Reproduce verbatim every line from the one that includes "TASK = point to the leafy" to the closing line of the entries; omit everything before it.
────
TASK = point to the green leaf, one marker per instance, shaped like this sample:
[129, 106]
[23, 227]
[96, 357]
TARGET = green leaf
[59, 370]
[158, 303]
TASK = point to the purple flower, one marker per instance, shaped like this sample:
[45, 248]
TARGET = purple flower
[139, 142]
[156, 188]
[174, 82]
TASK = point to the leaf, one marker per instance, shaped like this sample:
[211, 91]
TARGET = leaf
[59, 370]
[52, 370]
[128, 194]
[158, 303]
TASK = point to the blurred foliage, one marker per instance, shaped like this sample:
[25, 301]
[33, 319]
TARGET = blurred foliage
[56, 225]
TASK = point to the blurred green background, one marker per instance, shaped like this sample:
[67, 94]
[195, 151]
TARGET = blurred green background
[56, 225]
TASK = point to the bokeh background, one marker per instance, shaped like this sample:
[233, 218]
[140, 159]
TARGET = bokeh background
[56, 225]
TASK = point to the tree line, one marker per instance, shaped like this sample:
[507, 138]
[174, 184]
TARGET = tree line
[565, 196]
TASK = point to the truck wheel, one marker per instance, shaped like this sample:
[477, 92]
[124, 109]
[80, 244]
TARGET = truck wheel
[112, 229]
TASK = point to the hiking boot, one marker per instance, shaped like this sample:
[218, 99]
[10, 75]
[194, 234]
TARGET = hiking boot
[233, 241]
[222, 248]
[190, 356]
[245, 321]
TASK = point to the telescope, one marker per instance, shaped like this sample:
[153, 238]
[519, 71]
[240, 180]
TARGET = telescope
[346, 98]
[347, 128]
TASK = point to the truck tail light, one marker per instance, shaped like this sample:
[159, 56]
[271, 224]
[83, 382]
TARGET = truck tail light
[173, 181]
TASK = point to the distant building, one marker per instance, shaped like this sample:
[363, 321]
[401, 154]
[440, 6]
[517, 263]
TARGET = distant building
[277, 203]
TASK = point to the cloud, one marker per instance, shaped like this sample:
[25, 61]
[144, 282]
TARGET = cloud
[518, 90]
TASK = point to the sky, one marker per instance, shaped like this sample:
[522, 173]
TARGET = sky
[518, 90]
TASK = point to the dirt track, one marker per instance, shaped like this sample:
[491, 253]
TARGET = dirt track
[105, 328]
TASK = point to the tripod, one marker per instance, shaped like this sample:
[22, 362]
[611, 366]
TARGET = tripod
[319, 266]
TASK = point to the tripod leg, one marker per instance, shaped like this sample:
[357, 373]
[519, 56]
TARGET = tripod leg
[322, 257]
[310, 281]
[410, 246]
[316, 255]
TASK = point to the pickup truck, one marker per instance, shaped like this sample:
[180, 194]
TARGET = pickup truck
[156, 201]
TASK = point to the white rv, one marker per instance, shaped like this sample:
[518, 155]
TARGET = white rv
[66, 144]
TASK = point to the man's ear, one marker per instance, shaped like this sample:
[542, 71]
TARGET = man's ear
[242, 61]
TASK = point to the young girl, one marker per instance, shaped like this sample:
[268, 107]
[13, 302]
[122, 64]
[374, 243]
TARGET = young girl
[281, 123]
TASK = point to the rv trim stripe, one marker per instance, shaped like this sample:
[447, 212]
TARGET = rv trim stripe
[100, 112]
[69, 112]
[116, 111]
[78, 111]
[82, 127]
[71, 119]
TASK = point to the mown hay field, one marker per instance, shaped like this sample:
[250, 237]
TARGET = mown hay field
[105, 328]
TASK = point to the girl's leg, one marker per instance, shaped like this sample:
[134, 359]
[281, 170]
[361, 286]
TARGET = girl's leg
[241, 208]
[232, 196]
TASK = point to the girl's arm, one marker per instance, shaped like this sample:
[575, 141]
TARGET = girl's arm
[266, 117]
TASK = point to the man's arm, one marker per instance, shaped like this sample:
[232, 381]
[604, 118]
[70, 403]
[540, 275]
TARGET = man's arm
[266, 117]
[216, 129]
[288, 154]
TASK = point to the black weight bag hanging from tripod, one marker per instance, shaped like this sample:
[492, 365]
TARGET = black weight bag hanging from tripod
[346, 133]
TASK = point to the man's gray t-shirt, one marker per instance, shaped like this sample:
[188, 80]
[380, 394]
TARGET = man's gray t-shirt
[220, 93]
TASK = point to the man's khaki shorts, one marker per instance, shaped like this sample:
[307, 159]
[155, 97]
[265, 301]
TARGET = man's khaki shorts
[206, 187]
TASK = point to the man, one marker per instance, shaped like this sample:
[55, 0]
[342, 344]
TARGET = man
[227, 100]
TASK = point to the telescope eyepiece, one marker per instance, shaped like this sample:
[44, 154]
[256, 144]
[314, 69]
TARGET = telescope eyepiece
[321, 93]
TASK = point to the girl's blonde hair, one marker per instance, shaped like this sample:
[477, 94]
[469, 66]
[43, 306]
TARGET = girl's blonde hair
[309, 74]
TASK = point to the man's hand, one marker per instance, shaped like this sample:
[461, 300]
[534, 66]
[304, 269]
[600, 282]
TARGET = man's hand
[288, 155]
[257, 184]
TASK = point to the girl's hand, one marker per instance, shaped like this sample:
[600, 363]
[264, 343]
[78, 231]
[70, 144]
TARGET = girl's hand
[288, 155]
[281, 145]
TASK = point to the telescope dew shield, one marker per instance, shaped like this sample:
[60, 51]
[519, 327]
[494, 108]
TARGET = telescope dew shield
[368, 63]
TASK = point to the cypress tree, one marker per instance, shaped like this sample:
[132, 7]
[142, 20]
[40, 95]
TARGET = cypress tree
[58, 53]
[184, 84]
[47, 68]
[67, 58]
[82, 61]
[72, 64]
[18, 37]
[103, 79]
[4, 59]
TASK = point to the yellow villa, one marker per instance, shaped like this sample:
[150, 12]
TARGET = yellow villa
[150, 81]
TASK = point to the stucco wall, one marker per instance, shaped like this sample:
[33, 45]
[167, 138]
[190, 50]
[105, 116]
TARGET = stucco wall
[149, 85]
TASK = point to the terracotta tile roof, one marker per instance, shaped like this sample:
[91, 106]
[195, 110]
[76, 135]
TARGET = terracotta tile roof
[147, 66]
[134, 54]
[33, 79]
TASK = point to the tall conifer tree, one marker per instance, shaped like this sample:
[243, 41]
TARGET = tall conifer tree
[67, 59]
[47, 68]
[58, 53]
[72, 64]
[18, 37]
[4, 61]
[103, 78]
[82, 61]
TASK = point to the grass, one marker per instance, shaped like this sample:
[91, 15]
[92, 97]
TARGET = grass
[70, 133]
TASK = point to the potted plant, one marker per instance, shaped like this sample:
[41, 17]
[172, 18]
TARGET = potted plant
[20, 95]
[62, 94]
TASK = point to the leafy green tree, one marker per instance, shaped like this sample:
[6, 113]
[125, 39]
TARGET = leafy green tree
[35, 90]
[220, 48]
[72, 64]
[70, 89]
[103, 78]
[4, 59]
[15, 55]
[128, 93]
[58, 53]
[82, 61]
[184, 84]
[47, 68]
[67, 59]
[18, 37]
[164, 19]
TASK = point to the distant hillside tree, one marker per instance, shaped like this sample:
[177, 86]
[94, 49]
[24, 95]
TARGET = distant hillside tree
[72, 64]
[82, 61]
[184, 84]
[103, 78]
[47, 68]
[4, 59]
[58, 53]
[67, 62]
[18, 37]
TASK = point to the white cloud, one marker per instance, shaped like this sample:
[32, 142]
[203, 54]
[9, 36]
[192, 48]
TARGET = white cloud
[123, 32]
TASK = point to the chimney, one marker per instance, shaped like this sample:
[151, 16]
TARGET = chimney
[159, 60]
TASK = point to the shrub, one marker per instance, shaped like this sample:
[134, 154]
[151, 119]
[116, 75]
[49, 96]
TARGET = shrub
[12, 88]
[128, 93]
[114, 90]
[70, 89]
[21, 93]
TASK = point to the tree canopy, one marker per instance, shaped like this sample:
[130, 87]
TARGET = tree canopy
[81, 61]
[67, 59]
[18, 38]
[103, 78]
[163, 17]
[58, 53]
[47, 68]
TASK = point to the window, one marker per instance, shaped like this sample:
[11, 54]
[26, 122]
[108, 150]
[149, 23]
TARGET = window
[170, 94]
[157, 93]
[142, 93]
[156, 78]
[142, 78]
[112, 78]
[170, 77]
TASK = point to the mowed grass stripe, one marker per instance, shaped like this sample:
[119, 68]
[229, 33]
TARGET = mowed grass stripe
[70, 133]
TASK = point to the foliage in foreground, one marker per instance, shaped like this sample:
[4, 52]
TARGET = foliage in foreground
────
TASK RESULT →
TASK = point to the leafy green tree, one marker per instance, shaped like this sample:
[6, 113]
[125, 39]
TARGET = leafy green tree
[35, 90]
[220, 48]
[72, 64]
[70, 89]
[103, 78]
[4, 59]
[15, 55]
[128, 93]
[58, 53]
[82, 61]
[184, 84]
[47, 68]
[67, 59]
[18, 37]
[164, 19]
TASK = point to the distant hillside tree, one marker per instance, shaped like this sample:
[177, 86]
[94, 49]
[24, 95]
TARGET = distant hillside tree
[72, 64]
[82, 61]
[184, 84]
[103, 78]
[47, 68]
[4, 59]
[58, 53]
[67, 62]
[18, 37]
TASK = point to the white cloud, one marker per instance, shaped like this sample:
[32, 142]
[203, 54]
[9, 36]
[192, 48]
TARGET = white cloud
[123, 32]
TASK = point to the chimney, one marker per instance, shaped like this sample:
[151, 16]
TARGET = chimney
[159, 60]
TASK = point to the shrub, one marker per instance, shaped like this sample:
[134, 154]
[151, 119]
[116, 75]
[49, 96]
TARGET = shrub
[12, 88]
[128, 93]
[114, 90]
[70, 89]
[21, 93]
TASK = point to the tree canopy, one marker per instance, shaped like this sample:
[130, 87]
TARGET = tree canopy
[81, 61]
[67, 59]
[18, 38]
[103, 78]
[163, 17]
[58, 53]
[47, 68]
TASK = point to the window, one marker per instance, shaped like this sample:
[11, 54]
[26, 122]
[108, 150]
[149, 23]
TARGET = window
[170, 94]
[157, 93]
[142, 93]
[156, 78]
[142, 78]
[112, 78]
[170, 77]
TASK = point to the mowed grass stripe, one marker per instance, shaped like this sample:
[119, 68]
[229, 33]
TARGET = mowed grass stripe
[70, 133]
TASK = point to the foliage in foreground, one marker per instance, shaped like this sample:
[4, 52]
TARGET = foliage in foreground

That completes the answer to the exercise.